-------- Records supplied --------
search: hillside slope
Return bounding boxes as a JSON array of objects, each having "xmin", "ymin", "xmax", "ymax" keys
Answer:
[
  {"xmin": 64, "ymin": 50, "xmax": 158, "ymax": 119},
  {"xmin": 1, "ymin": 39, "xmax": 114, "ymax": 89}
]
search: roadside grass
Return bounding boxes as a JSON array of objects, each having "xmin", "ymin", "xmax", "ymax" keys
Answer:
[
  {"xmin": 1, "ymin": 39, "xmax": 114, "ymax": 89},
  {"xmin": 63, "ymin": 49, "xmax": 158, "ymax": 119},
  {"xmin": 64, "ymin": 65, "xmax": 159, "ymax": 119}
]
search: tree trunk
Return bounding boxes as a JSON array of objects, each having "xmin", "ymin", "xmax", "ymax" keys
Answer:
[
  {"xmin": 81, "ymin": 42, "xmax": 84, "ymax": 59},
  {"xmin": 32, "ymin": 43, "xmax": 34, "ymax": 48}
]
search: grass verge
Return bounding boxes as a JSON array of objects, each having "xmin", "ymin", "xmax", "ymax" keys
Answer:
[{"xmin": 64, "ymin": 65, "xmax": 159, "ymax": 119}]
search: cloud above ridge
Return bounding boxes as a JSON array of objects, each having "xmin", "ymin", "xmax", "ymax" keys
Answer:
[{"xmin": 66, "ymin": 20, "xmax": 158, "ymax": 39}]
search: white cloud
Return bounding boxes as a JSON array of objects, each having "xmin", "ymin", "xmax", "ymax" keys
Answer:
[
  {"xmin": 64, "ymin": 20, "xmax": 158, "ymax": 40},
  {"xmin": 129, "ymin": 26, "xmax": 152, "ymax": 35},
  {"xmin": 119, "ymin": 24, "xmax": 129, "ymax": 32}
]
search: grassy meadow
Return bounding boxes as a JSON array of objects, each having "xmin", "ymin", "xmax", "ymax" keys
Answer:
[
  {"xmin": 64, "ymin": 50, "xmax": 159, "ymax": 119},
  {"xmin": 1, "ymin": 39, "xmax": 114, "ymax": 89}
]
--------
## Task item
Quote, word for word, every line from the top of the entries through the line that holds "search: grass verge".

## Result of this exercise
search: hillside slope
Return bounding boxes as a JSON array of objects, each having "xmin", "ymin", "xmax", "ymax" keys
Answer:
[
  {"xmin": 64, "ymin": 50, "xmax": 158, "ymax": 119},
  {"xmin": 1, "ymin": 39, "xmax": 114, "ymax": 89}
]
search: roadside grass
Return bounding boxes as a JSON array of objects, each having "xmin", "ymin", "xmax", "ymax" keys
Answer:
[
  {"xmin": 1, "ymin": 39, "xmax": 114, "ymax": 89},
  {"xmin": 63, "ymin": 49, "xmax": 158, "ymax": 119},
  {"xmin": 64, "ymin": 65, "xmax": 159, "ymax": 119}
]
search: tree trunk
Return bounding boxes as a JSON array of objects, each having "xmin", "ymin", "xmax", "ymax" keys
Answer:
[
  {"xmin": 81, "ymin": 42, "xmax": 84, "ymax": 59},
  {"xmin": 32, "ymin": 43, "xmax": 34, "ymax": 48}
]
search: grass verge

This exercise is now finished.